# What is being asked
Return the whole listing, line for line, without the pictures in it.

# Record extracts
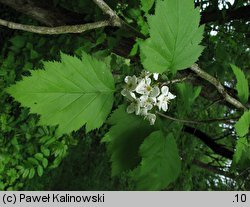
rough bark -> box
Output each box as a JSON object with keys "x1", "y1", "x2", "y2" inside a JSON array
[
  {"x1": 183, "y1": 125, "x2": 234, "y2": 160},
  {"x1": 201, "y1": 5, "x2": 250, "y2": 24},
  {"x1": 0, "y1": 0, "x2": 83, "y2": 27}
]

# Answer to the problem
rough bark -> box
Output each box as a JSON object with keys "x1", "y1", "x2", "y2" inside a JSON array
[
  {"x1": 183, "y1": 125, "x2": 234, "y2": 160},
  {"x1": 201, "y1": 5, "x2": 250, "y2": 24},
  {"x1": 0, "y1": 0, "x2": 83, "y2": 27}
]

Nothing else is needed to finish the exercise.